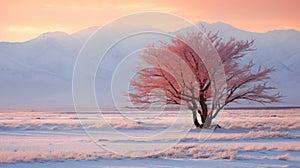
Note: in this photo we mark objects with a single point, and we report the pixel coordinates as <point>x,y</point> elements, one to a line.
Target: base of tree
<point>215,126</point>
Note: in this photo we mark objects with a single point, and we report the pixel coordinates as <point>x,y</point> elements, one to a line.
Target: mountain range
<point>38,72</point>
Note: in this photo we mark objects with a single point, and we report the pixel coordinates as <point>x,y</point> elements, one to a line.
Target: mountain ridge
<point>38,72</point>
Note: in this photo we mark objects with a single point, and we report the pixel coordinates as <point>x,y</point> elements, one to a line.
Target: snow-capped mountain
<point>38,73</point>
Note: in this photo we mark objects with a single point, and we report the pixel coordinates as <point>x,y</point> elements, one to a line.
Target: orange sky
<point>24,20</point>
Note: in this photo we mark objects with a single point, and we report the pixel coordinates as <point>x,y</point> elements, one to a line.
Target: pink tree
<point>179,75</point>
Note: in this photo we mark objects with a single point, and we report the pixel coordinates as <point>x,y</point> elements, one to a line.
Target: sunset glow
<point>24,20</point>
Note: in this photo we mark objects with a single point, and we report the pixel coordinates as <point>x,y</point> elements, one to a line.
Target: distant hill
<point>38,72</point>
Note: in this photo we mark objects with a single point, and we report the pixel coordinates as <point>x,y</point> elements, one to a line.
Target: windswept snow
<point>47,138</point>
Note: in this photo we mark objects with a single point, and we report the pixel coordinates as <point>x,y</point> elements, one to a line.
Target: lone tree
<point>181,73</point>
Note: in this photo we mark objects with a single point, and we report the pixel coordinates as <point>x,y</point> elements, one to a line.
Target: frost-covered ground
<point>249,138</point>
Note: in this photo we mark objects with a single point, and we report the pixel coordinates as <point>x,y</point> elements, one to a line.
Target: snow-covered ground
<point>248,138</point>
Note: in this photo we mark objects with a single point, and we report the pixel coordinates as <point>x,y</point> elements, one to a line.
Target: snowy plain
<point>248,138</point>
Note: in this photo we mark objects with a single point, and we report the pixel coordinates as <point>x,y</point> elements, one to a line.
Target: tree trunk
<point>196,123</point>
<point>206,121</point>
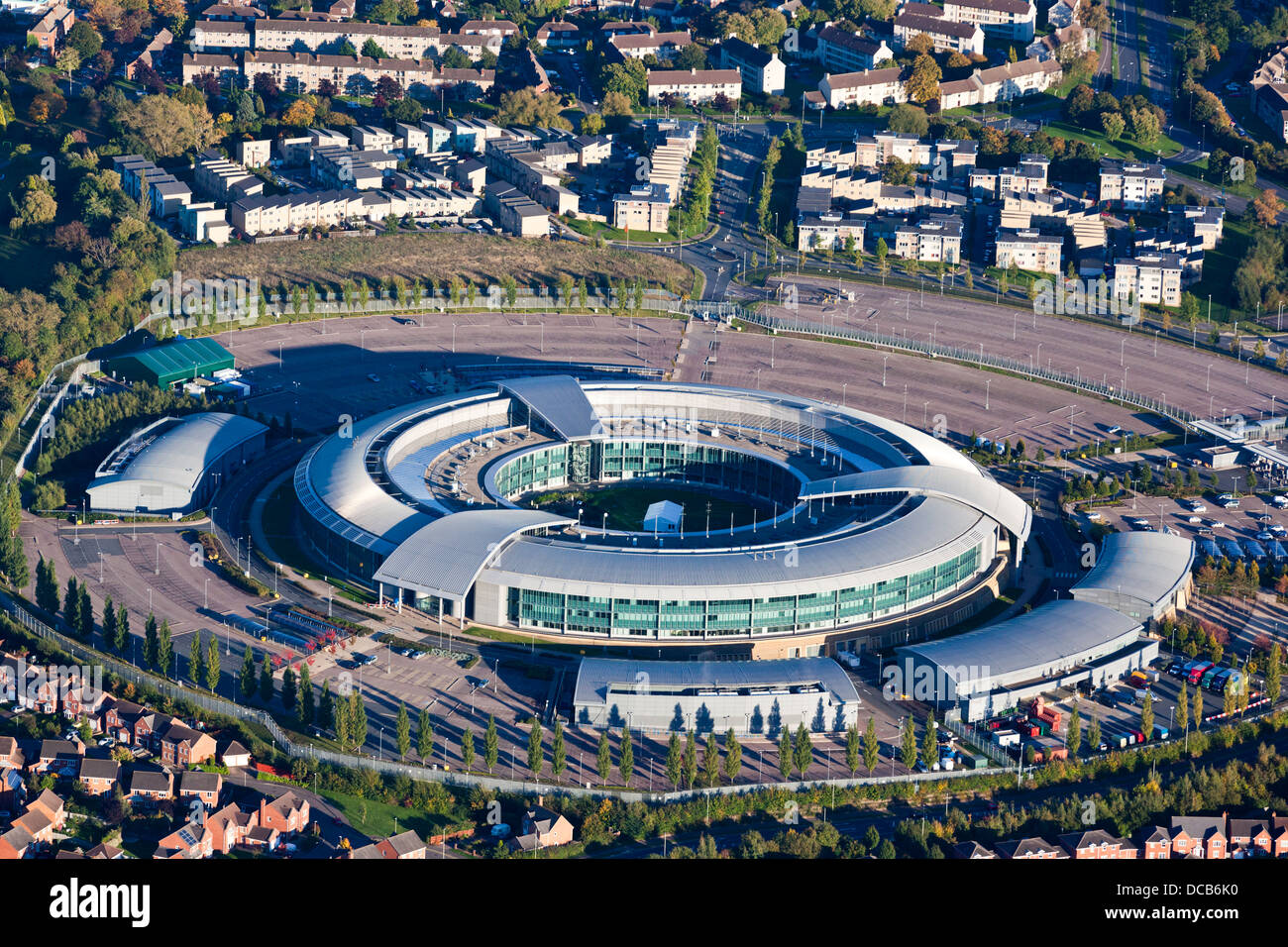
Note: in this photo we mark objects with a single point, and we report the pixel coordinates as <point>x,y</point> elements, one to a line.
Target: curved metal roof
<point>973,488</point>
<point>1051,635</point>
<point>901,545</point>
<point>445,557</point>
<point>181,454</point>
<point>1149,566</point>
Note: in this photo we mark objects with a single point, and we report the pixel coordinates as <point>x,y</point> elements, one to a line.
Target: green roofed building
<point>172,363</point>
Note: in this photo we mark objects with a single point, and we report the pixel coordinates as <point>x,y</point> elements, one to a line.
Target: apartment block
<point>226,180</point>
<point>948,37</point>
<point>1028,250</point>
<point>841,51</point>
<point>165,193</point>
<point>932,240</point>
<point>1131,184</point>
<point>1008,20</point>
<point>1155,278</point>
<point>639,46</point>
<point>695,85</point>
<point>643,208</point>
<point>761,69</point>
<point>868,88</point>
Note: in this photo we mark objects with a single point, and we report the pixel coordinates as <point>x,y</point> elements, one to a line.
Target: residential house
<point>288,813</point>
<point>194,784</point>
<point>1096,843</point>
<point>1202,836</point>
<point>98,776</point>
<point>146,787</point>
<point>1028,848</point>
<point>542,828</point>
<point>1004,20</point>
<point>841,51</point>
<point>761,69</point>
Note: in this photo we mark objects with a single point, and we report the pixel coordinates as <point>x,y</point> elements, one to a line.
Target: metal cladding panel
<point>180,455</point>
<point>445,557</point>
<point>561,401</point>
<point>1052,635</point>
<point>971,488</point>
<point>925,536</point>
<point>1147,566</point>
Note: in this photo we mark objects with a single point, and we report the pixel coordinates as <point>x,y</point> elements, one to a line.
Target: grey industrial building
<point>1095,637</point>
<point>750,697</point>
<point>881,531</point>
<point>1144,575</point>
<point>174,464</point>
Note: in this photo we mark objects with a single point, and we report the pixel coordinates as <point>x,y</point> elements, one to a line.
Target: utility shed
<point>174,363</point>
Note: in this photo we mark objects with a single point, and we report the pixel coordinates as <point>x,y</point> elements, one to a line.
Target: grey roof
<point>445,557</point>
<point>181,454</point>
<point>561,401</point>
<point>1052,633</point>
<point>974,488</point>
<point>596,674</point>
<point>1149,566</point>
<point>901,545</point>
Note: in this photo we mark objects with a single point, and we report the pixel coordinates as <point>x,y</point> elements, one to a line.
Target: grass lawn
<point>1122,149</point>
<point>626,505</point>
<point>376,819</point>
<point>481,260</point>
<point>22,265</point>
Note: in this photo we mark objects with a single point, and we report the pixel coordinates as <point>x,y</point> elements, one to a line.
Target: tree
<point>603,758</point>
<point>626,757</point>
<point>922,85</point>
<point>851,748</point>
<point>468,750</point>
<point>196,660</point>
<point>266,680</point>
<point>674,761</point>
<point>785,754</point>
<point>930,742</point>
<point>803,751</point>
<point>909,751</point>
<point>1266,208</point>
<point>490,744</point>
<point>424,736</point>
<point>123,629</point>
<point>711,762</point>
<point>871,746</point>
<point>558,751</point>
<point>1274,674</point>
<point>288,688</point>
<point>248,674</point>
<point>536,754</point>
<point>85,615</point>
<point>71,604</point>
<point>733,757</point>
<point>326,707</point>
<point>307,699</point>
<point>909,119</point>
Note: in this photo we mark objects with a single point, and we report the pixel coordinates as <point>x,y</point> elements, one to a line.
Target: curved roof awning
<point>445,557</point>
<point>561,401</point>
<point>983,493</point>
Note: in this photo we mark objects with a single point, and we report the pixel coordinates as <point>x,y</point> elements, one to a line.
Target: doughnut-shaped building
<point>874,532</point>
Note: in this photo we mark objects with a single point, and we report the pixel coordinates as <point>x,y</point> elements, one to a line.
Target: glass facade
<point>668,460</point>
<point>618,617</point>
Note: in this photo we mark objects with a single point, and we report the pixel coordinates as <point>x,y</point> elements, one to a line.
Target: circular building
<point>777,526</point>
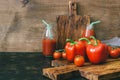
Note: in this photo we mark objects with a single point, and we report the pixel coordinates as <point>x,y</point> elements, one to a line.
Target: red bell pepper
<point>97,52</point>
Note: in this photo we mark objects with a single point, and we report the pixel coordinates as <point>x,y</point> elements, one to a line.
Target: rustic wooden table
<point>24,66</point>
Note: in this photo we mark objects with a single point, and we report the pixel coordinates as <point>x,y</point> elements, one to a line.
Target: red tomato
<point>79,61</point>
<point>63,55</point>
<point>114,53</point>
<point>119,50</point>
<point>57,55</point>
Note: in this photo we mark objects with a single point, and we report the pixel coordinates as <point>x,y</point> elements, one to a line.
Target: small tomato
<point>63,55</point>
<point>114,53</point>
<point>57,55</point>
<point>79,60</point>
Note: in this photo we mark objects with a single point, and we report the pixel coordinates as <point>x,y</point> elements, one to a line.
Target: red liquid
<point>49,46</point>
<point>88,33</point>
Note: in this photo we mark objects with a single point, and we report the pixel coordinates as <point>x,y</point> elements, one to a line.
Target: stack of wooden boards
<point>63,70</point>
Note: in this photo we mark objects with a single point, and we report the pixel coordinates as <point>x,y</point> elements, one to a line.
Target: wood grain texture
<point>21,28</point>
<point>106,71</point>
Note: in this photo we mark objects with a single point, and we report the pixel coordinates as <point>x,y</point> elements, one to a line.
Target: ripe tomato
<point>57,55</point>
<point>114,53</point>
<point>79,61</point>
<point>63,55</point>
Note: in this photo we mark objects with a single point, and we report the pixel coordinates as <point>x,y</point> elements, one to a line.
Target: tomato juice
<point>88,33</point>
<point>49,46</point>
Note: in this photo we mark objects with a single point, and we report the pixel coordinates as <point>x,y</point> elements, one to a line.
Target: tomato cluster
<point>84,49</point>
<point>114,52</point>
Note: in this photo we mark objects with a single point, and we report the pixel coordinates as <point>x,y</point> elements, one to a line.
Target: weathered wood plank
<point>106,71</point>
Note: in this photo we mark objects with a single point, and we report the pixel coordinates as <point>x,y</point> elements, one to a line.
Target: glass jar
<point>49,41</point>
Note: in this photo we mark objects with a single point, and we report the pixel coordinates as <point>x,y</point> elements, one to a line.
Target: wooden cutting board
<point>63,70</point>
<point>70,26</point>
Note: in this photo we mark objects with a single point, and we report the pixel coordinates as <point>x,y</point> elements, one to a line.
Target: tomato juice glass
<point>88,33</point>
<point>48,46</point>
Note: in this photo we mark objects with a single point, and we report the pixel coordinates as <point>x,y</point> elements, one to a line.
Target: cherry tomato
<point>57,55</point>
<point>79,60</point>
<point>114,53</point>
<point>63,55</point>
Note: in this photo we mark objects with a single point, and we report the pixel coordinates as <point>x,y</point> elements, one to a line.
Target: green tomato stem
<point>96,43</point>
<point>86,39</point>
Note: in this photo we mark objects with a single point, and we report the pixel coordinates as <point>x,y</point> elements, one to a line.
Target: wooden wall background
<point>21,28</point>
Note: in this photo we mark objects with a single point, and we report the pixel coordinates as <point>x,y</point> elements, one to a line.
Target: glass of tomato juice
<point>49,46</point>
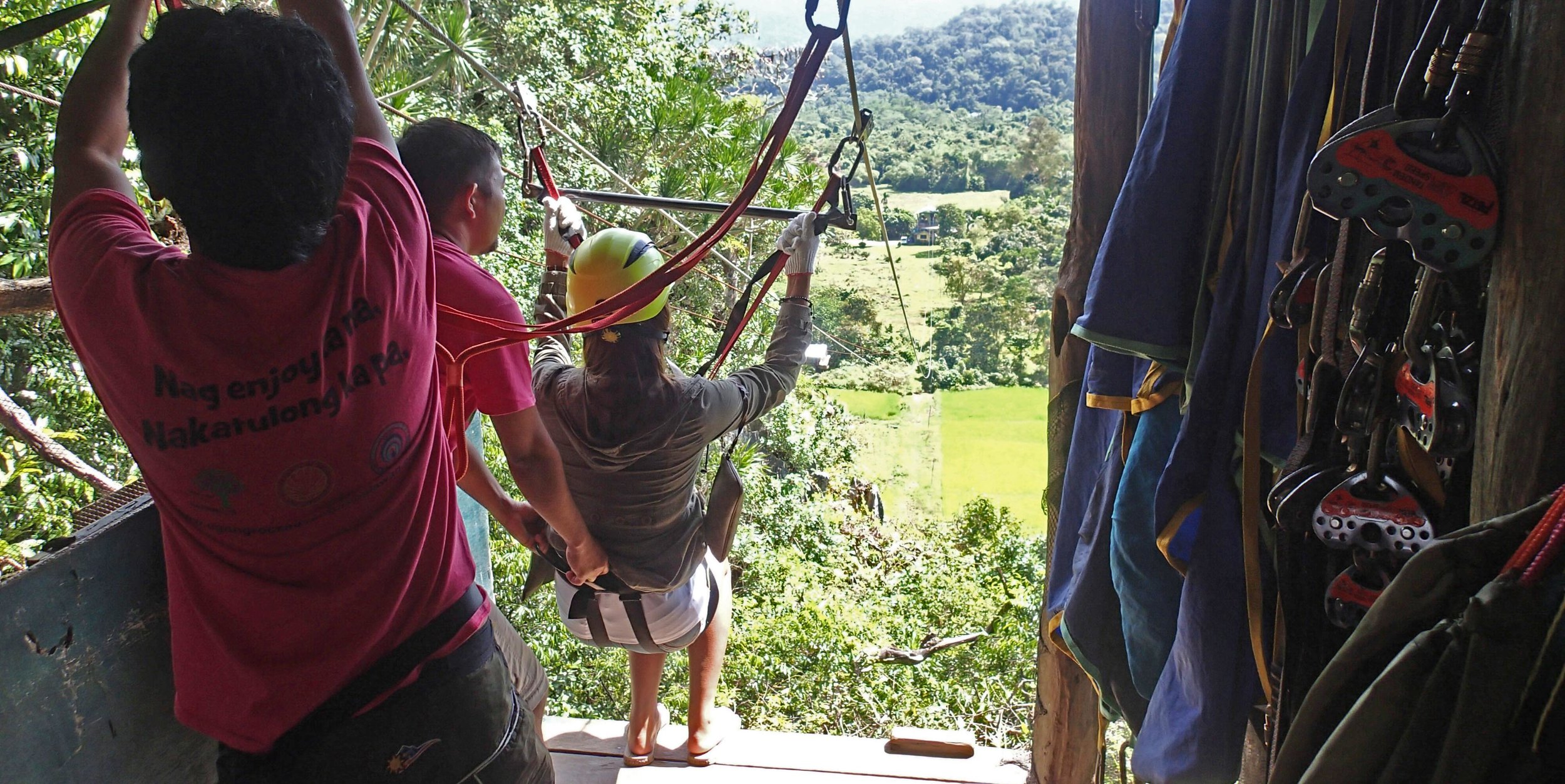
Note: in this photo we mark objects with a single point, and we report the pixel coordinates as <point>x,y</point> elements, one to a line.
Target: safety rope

-*-

Exercise prompt: Which lines in the material above contain the string "covered"? Copy each of them in full.

Solution to this task:
Target: frost-covered ground
Target: snow-covered ground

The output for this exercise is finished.